◆ **WHAT THE TASK REQUIRES**
Leave out the pictures and reproduce all of the data exactly.

◆ **PROVIDED RECORDS**
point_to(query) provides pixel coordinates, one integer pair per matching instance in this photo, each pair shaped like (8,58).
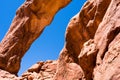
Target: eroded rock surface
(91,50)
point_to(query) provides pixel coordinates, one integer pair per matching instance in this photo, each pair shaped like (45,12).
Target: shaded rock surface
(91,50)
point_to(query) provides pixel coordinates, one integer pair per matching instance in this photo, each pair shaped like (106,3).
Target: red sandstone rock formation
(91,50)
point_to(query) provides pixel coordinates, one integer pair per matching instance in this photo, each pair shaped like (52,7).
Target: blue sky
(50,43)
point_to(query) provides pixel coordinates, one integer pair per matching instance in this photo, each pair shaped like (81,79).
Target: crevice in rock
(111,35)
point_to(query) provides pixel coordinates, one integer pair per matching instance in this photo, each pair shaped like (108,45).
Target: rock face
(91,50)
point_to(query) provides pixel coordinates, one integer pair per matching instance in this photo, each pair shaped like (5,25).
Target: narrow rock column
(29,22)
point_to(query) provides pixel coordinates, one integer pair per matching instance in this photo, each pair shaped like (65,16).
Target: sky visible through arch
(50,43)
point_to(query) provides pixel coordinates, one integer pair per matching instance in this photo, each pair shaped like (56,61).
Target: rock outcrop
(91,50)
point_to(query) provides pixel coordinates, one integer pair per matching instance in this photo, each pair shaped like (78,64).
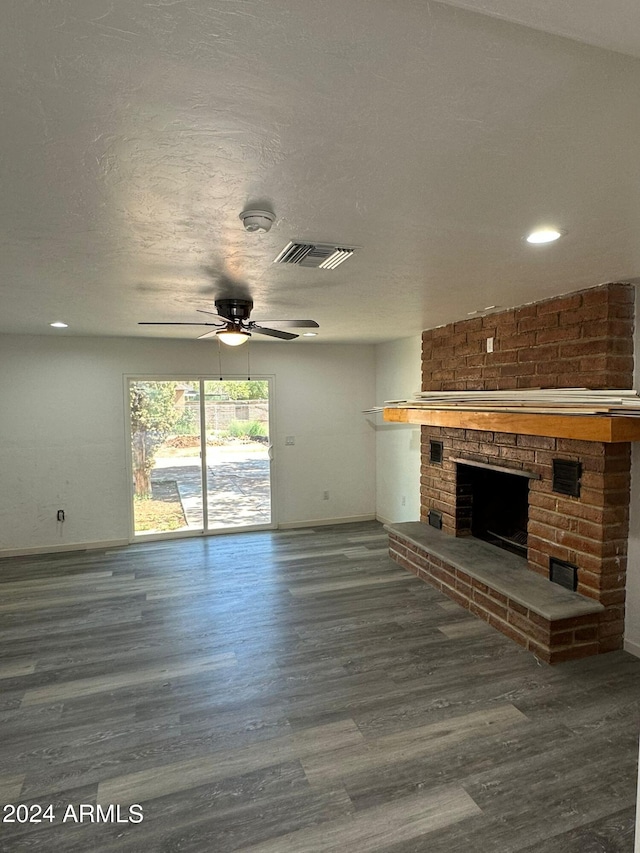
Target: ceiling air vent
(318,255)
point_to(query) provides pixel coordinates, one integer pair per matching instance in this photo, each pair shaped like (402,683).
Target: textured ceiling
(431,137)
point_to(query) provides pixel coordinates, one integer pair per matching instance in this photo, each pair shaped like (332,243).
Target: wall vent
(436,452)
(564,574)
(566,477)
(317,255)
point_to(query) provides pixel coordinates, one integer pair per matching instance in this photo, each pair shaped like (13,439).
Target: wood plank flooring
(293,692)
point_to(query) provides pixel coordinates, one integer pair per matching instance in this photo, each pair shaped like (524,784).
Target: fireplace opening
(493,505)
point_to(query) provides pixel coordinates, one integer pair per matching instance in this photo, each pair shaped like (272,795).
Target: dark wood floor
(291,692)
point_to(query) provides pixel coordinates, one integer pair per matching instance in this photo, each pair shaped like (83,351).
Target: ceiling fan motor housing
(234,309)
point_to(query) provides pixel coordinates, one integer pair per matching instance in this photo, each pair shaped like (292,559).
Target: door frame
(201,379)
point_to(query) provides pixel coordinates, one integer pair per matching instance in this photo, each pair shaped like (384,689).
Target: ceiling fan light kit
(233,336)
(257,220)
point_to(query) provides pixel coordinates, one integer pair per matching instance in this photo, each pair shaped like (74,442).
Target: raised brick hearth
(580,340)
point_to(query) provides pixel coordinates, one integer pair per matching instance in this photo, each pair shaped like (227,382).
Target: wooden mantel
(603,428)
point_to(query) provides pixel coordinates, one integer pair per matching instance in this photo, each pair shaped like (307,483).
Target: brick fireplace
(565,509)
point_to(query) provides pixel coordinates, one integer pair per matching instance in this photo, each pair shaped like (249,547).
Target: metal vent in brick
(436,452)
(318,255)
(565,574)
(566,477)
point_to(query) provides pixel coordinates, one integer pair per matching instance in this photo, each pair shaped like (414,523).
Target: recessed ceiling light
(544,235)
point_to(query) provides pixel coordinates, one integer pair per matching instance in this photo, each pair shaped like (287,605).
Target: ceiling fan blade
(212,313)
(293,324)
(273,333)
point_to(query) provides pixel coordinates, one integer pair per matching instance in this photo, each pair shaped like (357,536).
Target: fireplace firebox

◆ **COMPLETE RESPONSE**
point_to(query) provides pixel coordinates, one integer pair per matching instance in this photo, each pair shaped like (8,58).
Target: eroded rock surface
(91,50)
point_to(query) provides pixel coordinates, one integer pair per matching instance in this photo, each pair shaped like (45,12).
Target: shaded rock surface
(91,50)
point_to(query) provides pixel coordinates, one integer pair per matching instance in this photo, each pair shaped like (106,3).
Target: red sandstone rock formation
(91,50)
point_to(query) provides pixel coordinates, one integer pair per matching instance in this photo, each pair shaped like (52,7).
Target: blue sky
(50,43)
point_to(query) provides pixel coordinates, one integer pair per matching instance in this photo, each pair shaped like (81,79).
Target: crevice in rock
(111,35)
point_to(query) provides pixel coordinates, one integer pair per matching instance in this photo, each pair shaped like (108,45).
Target: rock face
(91,50)
point_to(query) provides pixel coordinates, one integer pair per matching instance in this photo, each pair shaped like (5,25).
Target: narrow rock column
(29,22)
point_to(query) provides pixel coordinates, one integer pair per matching instance in this photo, each pair shaped like (65,16).
Target: sky visible through arch
(50,43)
point_to(query) provides pixel coordinates, one integer pair per matching instance in this photo, each pair shaped like (56,61).
Target: rock outcrop
(91,50)
point_to(query) provides pixel coordinates, one integer pair per matching instance in this photo, each pair shaped like (78,64).
Target: ceiling air vent
(318,255)
point_to(query) provides pixel coordinates, one integer pair per matching instance in this photo, each pair shaped like (402,683).
Target: textured ceiling
(431,137)
point_to(query) provides pixel coordinates, one integer pair per matching instance in this photo, each pair shaped like (332,243).
Target: wall vent
(436,452)
(564,574)
(566,477)
(317,255)
point_to(query) provides pixel coordinates, one integer pair per matching instance in this photo, each pair shaped like (13,439).
Target: wood plank flooring
(293,692)
point_to(query) provides pixel coordinates, one integer pair per matching instance in this photo, each pair shaped like (524,784).
Target: fireplace opening
(493,505)
point_to(query) provides pixel coordinates, one integer pair per matching instance in this photo, each pair shaped like (272,795).
Target: dark wood floor
(291,692)
point_to(query) provides pixel coordinates, one integer pair per matching instance in this photo, each pair shaped like (83,351).
Target: ceiling fan motor housing
(234,309)
point_to(query) provides pixel coordinates, one integer pair per matching instance in this photo, each pair shaped like (292,559).
Target: door frame
(201,379)
point_to(query) provides pixel coordinates, one integer pair per matching instance in this photo, each pair shaped like (384,689).
Target: ceiling fan light kit
(233,336)
(257,220)
point_to(query) provides pixel coordinates, one integer pair per matching instance in this photo, each pair shaped like (74,442).
Target: raised brick hearth
(580,340)
point_to(query) provides pixel coordinates, one integer pair per matching instance in this photo, each pair shaped like (227,382).
Target: wooden mantel
(603,428)
point_to(query) provides pixel coordinates, one integer pair per matching instance in this photo, each pair shaped like (307,483).
Target: brick fireplace
(565,509)
point_to(query) provides pixel coordinates, one integer pair per matching instance in this photo, each pair shaped like (249,547).
Target: metal vent in brick
(436,452)
(318,255)
(565,574)
(566,477)
point_to(query) provides pixel coordinates, one integer pair per matching instance in this photo, each pair shaped like (414,523).
Target: recessed ceiling light
(544,235)
point_to(query) provides pixel coordinates, one integer pair per matching instance in this photo, each pair shaped like (287,605).
Target: ceiling fan blade
(212,313)
(293,324)
(273,333)
point_to(query) provides pixel coordinates, one integer pair per matching instance in this photo, each pair shaped like (357,536).
Target: fireplace firebox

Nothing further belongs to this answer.